Problem to solve.
Copy every record word for word.

Supplied records.
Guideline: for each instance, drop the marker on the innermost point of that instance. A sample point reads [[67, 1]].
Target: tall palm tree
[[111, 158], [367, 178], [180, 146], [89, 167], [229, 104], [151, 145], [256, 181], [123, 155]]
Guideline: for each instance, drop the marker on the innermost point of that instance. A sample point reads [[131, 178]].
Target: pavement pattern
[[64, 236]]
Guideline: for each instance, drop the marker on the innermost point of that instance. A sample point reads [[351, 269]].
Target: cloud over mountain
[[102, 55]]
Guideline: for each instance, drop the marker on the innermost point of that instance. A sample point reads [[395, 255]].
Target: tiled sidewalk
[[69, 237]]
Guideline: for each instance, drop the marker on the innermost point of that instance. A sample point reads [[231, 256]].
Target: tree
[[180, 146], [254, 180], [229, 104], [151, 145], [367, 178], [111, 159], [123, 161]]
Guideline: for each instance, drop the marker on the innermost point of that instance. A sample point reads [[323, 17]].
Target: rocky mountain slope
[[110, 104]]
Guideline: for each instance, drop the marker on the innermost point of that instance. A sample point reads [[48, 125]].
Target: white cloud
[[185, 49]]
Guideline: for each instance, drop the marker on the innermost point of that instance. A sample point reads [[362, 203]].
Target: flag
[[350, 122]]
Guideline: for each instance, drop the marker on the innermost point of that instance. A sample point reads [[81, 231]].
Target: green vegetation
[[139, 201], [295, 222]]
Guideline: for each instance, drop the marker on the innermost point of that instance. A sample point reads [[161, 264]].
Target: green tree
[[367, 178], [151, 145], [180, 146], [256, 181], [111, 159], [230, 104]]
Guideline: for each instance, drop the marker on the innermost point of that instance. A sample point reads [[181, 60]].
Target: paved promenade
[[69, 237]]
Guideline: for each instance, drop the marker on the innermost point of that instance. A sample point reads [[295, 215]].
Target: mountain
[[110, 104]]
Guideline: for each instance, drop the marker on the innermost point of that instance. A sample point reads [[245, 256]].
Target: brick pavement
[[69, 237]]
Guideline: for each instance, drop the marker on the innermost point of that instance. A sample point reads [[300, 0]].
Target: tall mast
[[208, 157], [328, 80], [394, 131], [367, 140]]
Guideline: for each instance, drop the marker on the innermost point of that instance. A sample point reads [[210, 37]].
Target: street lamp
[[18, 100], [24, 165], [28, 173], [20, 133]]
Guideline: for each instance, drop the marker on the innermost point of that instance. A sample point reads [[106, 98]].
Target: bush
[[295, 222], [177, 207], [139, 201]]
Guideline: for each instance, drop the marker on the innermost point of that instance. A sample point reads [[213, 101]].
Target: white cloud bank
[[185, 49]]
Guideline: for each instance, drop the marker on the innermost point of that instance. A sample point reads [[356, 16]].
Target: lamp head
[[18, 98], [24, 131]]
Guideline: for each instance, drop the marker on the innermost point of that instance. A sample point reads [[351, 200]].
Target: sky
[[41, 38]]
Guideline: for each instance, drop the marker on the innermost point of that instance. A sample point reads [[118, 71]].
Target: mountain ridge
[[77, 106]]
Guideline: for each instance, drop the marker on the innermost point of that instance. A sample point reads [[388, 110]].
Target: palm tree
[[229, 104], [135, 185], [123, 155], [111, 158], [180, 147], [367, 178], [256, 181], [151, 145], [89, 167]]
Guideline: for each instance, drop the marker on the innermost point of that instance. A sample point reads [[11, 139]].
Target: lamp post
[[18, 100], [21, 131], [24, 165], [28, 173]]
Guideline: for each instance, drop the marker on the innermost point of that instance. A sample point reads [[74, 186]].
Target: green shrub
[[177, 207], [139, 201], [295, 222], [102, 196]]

Answer to the problem.
Guideline: for each instance, drop the marker on the innermost point of that instance. A sample point reads [[67, 1]].
Target: tall palm tree
[[111, 158], [367, 178], [180, 146], [89, 167], [229, 104], [151, 145], [256, 181], [123, 155]]
Guideline: for each instance, drop the marker on the innermost point of that instance. A sample point reads [[131, 178]].
Target: pavement pattern
[[64, 236]]
Guideline: for each instance, drop the marker on the innermost point of that instance. A sample point reads [[351, 269]].
Target: cloud over mountain
[[102, 55]]
Guideline: for each instance, drop the marker on the innermost point of that instance. A sample point reads [[395, 255]].
Target: tiled sidewalk
[[69, 237]]
Guideline: for each instance, drop the marker on the innermost point of that instance. A sample point reads [[231, 256]].
Target: tree
[[180, 146], [254, 180], [229, 104], [151, 145], [367, 178], [111, 159], [123, 161]]
Guideline: for each instance, drop the marker on the innermost point of that instance. A sample point reads [[323, 17]].
Target: rocky mountain slope
[[110, 104]]
Guideline: for each instance, drop the marker on the innermost point of that instance. A sample point reads [[48, 125]].
Target: white cloud
[[185, 49]]
Guideline: for each instance, drop the marker on the innermost point of that instance. A sample point reads [[362, 203]].
Target: flag
[[350, 122]]
Guideline: for each instance, drop the marker on the innermost point of that instance. A sample point reads [[81, 231]].
Target: green vegetation
[[139, 201], [295, 222]]
Guideline: for each instance, drop the marker on the innermost point of that instance. A sample point reads [[161, 264]].
Target: green tree
[[367, 178], [151, 145], [180, 146], [256, 181], [111, 159], [230, 104]]
Guideline: for each instance, drop the marker on the innermost point of that instance. A sample point reads [[181, 60]].
Target: paved promenade
[[69, 237]]
Guideline: for each instance, drop the marker on the innermost point of that instance. A sample point reads [[295, 215]].
Target: mountain
[[110, 104]]
Guideline: for each instance, drop the marker on the innermost point of that instance. A sample point reads [[245, 256]].
Target: brick pavement
[[69, 237]]
Guideline: for each instance, drop the marker on the innermost point of that instance. A sample point reads [[300, 0]].
Target: tall mast
[[208, 157], [328, 80], [394, 131], [367, 140]]
Guideline: for each instance, drop the marker on the innermost point of that instance. A sample point reads [[210, 37]].
Target: street lamp
[[18, 100], [24, 165], [28, 173], [20, 133]]
Guideline: for each instance, drop the marker on the innermost point of that instance. A sample point reads [[106, 98]].
Target: bush
[[295, 222], [177, 207], [139, 201]]
Guideline: for each instance, drop the marker on the innermost point of that instance. A sample point reads [[213, 101]].
Target: white cloud bank
[[185, 49]]
Guideline: for each instance, drop the marker on the innermost point of that instance. A sample point reads [[356, 16]].
Target: lamp head
[[18, 98], [24, 131]]
Guideline: for each instance, drop the marker on the innermost point of that instance. A sample point reads [[351, 200]].
Target: sky
[[41, 38]]
Guideline: for each instance, drop the marker on the innermost point of that instance. A sample point reads [[118, 71]].
Target: mountain ridge
[[77, 106]]
Guideline: for each instance, drop the marker on the innermost point of that instance. A sample point reads [[388, 110]].
Target: palm tree
[[229, 104], [135, 185], [123, 155], [111, 158], [180, 147], [367, 178], [256, 181], [151, 145], [89, 167]]
Guideline: for each instance, drop the marker on the innermost point of that instance. A sample point reads [[11, 139]].
Target: lamp post
[[18, 100], [21, 131], [24, 165], [28, 173]]
Guideline: for each instance, drop the marker on the innermost point of that instance. A sample point reads [[74, 186]].
Target: green shrub
[[177, 207], [139, 201], [295, 222], [102, 196]]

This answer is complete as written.